§ **What is asked**:
Reproduce verbatim the lines of the records that follow, starting with the line containing "of the forested" and continuing through the line containing "of the goalkeeper", with both of those lines included.

★ ★ ★

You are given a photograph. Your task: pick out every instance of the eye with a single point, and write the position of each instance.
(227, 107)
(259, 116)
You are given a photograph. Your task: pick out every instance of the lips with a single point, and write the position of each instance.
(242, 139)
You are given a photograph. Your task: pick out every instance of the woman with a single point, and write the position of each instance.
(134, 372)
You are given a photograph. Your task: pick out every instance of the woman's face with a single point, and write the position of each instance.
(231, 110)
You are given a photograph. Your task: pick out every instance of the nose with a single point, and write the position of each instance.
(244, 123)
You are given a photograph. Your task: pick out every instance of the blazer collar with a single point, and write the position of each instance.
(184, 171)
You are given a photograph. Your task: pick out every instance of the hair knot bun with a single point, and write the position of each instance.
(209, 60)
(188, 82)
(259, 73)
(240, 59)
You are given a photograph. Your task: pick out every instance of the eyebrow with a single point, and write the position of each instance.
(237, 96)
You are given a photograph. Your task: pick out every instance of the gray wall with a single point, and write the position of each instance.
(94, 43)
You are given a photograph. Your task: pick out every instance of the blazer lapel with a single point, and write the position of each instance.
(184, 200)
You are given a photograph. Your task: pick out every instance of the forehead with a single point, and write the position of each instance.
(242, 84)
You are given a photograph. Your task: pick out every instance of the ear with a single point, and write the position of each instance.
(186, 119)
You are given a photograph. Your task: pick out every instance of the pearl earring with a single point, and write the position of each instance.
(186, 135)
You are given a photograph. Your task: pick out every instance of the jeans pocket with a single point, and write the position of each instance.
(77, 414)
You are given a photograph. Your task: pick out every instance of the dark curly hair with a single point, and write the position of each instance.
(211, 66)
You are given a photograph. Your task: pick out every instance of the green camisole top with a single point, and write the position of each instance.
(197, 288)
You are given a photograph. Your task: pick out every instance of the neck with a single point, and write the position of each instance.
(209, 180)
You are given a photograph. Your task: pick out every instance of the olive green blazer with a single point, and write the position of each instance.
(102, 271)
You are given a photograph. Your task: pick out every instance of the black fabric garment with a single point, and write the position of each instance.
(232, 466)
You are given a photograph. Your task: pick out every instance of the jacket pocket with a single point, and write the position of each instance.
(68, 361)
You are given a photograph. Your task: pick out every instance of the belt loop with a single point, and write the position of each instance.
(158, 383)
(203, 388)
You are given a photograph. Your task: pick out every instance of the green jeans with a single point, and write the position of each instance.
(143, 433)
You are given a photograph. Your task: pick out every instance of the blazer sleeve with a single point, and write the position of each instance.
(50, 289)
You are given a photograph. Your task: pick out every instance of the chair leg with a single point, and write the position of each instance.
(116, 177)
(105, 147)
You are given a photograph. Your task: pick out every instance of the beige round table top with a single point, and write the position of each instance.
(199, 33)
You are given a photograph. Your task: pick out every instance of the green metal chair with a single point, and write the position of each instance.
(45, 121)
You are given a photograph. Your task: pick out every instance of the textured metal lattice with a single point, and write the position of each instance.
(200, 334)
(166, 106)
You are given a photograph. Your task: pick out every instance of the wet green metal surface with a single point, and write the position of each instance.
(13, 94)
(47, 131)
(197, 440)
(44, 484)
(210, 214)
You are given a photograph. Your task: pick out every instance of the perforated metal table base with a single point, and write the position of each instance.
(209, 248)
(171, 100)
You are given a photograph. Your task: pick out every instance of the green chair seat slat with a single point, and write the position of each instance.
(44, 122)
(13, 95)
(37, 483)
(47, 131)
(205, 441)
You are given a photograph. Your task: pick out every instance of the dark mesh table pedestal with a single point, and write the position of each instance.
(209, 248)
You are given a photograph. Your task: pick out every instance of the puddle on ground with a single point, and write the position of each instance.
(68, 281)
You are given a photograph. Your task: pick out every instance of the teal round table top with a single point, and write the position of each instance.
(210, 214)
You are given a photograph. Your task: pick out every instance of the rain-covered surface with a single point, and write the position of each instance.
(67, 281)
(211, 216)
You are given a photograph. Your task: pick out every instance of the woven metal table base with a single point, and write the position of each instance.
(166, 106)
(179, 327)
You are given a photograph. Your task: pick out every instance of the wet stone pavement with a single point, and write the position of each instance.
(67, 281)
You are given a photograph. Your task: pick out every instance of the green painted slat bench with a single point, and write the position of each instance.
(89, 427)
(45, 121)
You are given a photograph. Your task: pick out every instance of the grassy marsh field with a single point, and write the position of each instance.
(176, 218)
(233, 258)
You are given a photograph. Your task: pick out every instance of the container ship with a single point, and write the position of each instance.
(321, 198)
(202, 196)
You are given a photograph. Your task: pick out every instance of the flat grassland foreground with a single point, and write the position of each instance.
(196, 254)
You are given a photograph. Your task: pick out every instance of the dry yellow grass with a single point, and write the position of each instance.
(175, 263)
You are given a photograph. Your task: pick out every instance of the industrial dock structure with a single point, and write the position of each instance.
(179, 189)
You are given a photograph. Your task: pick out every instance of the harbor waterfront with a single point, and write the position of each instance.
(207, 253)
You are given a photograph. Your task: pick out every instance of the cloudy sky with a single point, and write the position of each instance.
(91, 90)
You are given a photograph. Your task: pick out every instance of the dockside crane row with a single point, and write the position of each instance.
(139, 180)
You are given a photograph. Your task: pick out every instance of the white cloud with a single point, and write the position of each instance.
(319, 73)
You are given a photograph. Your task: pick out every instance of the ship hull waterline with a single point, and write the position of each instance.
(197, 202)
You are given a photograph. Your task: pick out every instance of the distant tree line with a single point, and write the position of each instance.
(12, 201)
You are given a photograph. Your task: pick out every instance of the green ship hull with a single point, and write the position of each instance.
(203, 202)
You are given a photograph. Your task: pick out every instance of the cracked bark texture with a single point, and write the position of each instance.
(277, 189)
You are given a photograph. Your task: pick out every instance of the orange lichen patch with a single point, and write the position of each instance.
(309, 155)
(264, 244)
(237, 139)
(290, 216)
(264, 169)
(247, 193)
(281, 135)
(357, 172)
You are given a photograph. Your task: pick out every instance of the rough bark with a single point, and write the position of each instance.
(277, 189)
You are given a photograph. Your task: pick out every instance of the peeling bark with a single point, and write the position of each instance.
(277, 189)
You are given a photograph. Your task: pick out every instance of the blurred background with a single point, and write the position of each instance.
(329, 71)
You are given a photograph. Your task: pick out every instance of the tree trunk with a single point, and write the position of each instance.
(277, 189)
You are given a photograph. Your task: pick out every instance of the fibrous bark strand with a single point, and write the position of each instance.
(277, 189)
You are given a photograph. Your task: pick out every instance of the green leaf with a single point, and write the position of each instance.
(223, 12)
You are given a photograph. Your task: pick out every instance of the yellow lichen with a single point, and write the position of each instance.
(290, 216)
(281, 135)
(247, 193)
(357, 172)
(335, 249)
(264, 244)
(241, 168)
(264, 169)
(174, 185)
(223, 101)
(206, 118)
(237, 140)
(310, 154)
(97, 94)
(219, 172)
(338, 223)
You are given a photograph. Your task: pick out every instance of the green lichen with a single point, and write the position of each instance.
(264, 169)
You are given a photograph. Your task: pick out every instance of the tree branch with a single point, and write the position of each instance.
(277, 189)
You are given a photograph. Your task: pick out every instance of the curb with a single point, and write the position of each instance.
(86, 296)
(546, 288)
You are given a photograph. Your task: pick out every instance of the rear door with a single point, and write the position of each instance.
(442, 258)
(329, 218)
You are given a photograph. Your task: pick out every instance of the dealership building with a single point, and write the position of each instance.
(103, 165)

★ ★ ★

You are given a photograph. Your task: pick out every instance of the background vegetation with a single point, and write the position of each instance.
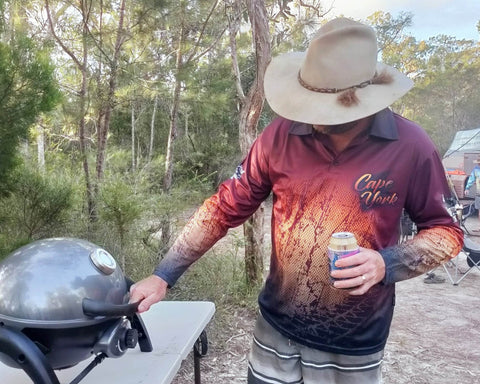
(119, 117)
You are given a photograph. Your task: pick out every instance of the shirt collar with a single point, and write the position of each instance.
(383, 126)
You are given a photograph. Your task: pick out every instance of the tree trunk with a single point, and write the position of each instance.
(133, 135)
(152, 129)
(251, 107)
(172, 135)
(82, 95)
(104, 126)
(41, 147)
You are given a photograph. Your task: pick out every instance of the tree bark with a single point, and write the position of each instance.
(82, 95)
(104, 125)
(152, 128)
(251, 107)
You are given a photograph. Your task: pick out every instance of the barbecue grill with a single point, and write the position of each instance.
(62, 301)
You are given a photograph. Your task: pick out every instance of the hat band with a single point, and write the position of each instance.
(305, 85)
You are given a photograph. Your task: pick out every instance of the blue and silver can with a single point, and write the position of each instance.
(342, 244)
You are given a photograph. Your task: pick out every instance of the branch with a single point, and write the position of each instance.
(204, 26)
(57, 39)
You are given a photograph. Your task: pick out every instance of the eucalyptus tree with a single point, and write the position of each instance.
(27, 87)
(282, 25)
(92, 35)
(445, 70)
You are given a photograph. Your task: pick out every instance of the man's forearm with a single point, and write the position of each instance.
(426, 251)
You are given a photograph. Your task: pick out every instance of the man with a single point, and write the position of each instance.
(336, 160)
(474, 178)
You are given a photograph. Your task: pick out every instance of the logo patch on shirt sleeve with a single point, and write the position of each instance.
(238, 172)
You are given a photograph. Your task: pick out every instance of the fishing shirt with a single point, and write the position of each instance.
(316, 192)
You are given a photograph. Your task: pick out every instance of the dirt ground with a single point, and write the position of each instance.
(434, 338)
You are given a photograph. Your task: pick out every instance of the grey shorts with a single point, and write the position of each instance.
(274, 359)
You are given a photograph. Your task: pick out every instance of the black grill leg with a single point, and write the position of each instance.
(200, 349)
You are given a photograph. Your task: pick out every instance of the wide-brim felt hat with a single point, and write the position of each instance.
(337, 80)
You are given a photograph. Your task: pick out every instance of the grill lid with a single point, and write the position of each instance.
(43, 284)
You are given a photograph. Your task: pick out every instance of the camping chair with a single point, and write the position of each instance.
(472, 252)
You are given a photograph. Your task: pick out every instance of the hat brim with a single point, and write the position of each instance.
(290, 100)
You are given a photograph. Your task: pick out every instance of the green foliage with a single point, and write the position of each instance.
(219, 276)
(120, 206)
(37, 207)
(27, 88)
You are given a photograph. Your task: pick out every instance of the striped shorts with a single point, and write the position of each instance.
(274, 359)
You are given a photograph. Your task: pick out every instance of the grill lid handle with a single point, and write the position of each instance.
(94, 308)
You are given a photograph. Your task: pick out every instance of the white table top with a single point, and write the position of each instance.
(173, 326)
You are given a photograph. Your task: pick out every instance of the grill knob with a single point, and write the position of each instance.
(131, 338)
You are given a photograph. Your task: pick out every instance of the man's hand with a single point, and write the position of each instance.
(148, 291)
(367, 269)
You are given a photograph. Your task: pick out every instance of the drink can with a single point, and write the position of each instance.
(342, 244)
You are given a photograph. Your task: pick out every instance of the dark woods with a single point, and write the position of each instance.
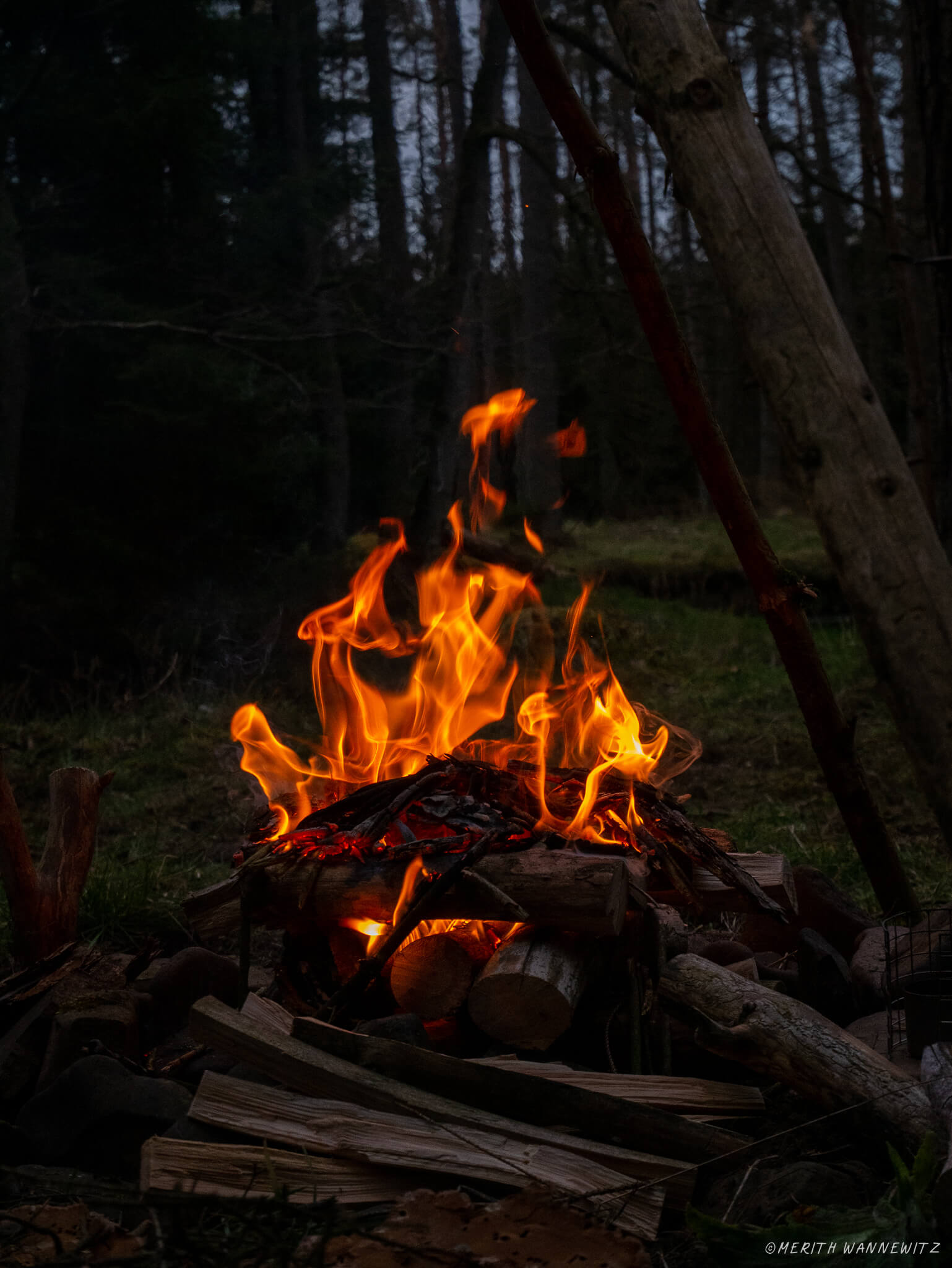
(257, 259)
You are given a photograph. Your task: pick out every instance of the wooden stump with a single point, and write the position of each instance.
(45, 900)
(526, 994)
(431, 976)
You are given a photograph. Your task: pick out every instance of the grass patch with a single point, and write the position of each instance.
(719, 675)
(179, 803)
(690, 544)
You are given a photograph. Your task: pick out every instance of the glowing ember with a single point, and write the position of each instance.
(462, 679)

★ ★ ★

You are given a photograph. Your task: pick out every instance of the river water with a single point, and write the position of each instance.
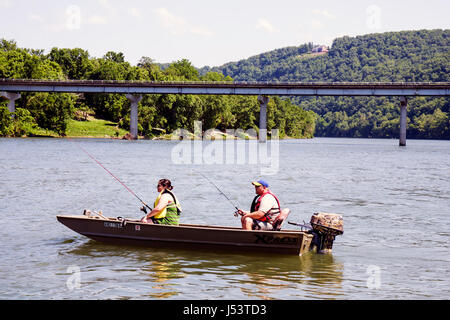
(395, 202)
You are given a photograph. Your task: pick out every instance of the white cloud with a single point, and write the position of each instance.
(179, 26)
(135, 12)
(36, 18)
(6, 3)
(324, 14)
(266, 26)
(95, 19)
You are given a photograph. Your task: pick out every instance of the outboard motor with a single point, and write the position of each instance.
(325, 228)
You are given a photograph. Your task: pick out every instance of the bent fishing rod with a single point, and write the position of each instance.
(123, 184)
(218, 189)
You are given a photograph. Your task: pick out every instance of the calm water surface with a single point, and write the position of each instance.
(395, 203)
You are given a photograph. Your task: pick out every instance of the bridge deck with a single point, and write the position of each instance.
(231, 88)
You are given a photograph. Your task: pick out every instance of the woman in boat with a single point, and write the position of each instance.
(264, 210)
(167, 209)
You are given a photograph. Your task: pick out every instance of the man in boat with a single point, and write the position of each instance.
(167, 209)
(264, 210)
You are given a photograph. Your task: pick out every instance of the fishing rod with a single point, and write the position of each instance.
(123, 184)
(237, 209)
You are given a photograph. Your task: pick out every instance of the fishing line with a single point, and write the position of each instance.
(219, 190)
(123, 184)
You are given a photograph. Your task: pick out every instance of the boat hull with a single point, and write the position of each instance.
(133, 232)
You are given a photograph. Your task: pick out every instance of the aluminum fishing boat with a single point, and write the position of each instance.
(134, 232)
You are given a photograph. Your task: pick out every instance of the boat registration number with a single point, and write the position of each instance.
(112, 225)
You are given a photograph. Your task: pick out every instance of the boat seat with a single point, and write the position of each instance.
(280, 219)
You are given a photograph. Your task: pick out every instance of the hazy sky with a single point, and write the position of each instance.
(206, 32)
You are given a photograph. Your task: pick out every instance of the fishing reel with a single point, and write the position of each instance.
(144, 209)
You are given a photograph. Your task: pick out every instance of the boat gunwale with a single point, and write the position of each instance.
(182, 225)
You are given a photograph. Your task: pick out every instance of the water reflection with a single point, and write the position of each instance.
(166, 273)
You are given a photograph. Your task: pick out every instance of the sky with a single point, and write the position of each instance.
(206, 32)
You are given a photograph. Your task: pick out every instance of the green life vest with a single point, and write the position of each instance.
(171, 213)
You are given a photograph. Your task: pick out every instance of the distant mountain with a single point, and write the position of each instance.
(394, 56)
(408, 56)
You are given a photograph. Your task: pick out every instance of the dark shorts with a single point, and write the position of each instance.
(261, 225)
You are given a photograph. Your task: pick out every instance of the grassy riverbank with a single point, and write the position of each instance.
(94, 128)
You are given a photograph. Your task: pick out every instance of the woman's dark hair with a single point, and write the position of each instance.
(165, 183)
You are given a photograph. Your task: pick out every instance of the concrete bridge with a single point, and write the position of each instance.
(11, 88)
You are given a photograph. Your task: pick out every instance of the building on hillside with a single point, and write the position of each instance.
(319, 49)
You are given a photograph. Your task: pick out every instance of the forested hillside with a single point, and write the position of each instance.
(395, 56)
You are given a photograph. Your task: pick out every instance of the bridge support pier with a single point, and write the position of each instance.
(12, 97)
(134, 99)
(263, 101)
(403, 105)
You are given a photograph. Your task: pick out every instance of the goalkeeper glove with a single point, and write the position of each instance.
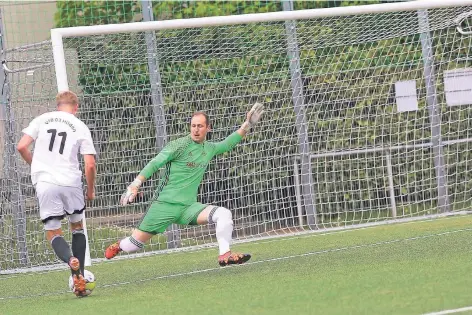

★ ★ ★

§ **Exercise response**:
You are given a photograph. Your task: pick out every instance of the forested hillside with a single point, and write the position of each instance.
(395, 56)
You are given a photograph. Your task: pick out every instance of the bridge support pier with a single point, and write the position of each instance.
(12, 97)
(134, 99)
(263, 101)
(403, 105)
You are given a photograph. Your task: pick out every instance of the goalkeeper glove with a single point, and write the position of each instance.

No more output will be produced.